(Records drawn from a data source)

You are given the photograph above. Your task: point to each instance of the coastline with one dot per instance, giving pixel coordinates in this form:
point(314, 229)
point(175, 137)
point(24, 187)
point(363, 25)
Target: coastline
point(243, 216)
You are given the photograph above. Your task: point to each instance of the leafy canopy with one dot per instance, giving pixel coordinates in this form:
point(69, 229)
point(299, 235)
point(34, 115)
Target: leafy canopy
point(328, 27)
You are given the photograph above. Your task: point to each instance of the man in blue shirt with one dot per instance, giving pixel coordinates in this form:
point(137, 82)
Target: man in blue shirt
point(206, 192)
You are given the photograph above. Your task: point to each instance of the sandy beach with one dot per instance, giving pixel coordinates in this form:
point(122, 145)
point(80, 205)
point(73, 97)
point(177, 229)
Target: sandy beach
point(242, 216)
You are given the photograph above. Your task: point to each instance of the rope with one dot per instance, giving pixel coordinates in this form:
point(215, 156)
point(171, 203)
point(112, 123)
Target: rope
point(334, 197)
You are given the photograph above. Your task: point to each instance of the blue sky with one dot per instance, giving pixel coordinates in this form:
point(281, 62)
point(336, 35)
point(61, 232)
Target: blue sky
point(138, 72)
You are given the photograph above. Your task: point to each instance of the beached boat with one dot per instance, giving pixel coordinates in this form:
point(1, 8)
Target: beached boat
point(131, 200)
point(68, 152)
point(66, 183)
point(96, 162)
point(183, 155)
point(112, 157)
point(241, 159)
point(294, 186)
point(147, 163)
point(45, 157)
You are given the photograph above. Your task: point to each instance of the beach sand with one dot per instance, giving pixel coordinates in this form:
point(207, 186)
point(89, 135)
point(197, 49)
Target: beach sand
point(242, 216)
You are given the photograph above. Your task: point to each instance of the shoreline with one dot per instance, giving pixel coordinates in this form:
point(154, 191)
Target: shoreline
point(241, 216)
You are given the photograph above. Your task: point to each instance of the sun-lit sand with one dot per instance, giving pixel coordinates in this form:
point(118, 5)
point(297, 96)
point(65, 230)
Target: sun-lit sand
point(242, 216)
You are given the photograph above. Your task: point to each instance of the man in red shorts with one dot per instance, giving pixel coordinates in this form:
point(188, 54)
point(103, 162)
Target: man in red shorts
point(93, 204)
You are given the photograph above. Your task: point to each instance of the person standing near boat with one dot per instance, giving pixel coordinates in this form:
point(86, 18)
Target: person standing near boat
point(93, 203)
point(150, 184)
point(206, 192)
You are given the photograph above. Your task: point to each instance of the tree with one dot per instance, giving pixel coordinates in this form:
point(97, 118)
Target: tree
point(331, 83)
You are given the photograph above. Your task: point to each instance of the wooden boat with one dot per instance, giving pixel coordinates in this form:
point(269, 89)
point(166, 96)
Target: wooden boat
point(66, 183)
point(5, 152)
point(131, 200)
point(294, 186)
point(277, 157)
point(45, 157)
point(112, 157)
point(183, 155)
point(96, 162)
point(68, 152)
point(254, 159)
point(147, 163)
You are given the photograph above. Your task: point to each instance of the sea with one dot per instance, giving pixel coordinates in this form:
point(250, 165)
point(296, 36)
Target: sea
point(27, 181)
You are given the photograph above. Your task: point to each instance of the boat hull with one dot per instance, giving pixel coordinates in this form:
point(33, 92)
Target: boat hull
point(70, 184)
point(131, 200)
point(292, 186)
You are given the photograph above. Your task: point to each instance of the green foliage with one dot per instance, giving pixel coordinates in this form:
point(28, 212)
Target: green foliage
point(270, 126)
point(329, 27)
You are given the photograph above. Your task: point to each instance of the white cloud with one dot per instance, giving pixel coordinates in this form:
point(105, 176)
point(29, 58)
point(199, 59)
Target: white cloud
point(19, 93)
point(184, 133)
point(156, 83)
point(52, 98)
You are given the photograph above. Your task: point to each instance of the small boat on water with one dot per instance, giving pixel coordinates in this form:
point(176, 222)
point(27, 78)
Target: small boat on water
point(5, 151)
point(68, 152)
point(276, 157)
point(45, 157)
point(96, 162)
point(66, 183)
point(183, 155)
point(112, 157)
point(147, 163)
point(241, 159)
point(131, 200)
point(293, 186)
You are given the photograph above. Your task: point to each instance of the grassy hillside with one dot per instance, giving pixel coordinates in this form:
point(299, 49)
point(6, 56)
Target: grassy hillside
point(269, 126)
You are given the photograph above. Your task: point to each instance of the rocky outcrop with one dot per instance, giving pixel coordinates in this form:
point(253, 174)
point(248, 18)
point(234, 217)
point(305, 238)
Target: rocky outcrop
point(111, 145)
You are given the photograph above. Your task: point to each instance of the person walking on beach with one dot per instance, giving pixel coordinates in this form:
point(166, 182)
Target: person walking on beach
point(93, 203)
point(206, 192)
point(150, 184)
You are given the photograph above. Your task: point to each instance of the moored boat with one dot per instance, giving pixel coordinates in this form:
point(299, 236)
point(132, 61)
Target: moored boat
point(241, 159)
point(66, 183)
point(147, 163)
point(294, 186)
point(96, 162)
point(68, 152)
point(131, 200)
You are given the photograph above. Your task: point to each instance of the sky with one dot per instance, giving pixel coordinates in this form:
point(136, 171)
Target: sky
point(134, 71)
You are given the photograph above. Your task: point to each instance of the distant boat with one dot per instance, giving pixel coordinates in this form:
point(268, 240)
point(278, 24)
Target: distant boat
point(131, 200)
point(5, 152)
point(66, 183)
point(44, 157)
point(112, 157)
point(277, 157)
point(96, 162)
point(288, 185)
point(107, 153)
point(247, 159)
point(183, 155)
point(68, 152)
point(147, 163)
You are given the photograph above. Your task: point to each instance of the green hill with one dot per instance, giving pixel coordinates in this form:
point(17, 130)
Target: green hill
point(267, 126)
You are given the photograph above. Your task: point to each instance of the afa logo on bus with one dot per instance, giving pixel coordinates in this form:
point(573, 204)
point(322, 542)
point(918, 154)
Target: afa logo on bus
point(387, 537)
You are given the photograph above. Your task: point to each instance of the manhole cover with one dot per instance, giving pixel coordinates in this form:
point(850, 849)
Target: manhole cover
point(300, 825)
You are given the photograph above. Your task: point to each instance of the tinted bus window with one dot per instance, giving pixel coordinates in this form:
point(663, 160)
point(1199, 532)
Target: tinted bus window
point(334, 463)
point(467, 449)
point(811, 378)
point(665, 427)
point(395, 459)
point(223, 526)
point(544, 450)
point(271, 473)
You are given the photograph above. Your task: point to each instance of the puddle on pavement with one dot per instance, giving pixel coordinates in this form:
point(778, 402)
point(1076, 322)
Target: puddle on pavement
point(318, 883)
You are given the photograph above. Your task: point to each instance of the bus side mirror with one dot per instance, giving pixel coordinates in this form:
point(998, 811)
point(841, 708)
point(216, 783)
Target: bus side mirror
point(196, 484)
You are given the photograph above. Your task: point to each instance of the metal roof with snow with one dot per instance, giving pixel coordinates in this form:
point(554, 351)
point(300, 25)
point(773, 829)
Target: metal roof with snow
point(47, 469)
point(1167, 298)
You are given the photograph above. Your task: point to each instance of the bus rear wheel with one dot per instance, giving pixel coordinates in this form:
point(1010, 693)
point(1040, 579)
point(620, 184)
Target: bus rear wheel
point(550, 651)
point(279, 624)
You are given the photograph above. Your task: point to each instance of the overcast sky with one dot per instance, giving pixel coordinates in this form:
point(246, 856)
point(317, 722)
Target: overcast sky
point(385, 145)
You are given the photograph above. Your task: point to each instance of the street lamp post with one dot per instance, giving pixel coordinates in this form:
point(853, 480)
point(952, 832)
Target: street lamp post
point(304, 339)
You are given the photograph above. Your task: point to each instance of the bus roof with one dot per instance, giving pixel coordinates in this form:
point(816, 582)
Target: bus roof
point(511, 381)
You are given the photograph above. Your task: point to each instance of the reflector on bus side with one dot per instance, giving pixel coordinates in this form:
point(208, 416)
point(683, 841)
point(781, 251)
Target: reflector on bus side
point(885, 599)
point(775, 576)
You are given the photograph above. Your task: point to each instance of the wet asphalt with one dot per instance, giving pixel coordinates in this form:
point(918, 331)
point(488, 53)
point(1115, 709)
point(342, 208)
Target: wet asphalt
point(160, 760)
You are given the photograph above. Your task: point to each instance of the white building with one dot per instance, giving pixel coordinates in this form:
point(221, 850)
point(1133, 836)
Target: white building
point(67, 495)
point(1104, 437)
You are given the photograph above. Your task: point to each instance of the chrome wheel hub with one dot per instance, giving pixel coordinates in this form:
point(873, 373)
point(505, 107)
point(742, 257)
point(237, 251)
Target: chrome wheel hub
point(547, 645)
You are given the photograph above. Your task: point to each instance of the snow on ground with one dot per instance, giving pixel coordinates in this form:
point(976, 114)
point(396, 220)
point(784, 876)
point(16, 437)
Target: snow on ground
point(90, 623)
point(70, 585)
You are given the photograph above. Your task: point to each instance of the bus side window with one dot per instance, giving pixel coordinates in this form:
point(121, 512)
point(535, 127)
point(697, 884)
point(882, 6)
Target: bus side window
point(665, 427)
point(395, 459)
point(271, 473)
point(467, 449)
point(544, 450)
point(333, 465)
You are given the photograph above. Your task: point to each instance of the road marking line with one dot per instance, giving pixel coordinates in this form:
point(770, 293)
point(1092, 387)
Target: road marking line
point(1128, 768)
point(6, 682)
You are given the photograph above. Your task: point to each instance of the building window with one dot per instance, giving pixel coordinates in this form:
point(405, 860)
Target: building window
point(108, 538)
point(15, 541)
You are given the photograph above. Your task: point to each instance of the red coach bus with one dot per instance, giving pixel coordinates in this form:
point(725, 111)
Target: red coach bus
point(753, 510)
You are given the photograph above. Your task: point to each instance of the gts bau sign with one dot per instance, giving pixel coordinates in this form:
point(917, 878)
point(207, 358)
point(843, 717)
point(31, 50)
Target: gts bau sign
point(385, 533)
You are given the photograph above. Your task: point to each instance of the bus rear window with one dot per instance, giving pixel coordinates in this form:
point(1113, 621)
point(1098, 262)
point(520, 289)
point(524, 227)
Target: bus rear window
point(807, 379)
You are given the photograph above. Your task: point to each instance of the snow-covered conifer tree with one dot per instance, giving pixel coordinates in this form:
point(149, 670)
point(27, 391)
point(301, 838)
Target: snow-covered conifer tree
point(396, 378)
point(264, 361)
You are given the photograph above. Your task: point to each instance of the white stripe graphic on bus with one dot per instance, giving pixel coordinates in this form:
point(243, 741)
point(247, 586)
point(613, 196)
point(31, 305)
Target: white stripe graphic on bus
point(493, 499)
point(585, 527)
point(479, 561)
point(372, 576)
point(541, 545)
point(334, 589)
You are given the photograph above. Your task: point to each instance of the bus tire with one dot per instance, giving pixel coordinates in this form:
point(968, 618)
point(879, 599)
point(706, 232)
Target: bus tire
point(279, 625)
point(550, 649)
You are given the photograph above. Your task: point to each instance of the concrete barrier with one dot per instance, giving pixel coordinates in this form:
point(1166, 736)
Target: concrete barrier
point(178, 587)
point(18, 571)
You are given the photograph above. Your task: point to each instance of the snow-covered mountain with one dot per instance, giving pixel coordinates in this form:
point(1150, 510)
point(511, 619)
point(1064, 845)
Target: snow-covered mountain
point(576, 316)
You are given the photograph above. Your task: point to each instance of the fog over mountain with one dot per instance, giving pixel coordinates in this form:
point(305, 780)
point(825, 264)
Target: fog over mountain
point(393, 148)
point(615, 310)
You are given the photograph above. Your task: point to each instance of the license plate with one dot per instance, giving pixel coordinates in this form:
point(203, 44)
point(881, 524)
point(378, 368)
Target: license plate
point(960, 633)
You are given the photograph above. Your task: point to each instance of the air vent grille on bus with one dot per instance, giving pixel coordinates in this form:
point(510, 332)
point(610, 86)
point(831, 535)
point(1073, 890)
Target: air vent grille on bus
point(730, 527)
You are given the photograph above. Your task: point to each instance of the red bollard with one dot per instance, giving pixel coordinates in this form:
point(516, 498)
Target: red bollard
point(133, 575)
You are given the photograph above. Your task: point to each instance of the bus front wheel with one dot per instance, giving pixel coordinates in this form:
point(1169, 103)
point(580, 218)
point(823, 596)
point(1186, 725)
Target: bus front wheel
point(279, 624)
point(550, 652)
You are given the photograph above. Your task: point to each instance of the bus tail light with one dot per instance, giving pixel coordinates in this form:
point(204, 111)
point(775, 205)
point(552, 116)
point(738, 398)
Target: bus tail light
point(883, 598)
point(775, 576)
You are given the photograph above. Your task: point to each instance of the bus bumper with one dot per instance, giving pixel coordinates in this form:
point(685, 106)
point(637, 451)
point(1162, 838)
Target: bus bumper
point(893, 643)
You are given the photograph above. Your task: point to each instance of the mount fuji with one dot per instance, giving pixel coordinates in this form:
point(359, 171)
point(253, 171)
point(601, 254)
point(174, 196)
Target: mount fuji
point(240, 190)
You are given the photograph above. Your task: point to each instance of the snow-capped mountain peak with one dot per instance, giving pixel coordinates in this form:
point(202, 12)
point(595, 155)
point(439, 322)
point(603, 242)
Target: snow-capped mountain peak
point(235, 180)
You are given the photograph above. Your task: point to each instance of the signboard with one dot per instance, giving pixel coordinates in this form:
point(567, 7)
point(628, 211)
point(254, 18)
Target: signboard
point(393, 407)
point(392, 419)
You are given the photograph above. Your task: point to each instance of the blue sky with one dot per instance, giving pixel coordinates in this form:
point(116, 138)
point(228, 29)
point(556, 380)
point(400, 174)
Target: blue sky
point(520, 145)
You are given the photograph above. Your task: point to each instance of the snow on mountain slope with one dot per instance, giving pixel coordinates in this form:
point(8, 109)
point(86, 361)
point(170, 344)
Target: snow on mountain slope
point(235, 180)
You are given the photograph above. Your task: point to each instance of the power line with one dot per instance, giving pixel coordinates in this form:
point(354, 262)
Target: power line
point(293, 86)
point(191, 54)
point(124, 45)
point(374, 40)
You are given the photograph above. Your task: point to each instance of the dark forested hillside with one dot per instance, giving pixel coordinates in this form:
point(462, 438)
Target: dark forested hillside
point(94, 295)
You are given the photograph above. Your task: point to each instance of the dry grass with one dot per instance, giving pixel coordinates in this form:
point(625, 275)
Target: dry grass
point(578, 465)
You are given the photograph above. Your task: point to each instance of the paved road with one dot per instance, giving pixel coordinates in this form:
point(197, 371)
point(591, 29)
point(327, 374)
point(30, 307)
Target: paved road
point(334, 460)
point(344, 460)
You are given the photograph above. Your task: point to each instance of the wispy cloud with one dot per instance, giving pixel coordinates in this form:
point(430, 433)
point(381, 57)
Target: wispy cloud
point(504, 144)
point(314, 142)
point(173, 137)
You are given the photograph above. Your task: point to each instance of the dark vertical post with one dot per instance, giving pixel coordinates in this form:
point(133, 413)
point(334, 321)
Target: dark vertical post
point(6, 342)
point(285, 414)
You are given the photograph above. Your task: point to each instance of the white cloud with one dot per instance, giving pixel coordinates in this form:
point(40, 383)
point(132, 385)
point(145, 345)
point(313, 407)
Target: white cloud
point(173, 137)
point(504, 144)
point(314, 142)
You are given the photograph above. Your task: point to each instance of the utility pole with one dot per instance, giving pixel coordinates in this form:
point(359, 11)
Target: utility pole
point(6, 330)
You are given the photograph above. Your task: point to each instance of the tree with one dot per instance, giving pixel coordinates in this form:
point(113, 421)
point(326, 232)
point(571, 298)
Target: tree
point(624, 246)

TASK DIRECTIONS: Reproduce the records word for word, beginning at the line that contains "of the road" and continuing through the line that contains "point(6, 682)", with both of those lines included.

WRITTEN SOLUTION:
You are given the photograph above. Your task: point to each instance of the road marking line with one dot per instance, giving pixel coordinates in this form:
point(770, 293)
point(1092, 387)
Target: road marking line
point(1128, 768)
point(6, 682)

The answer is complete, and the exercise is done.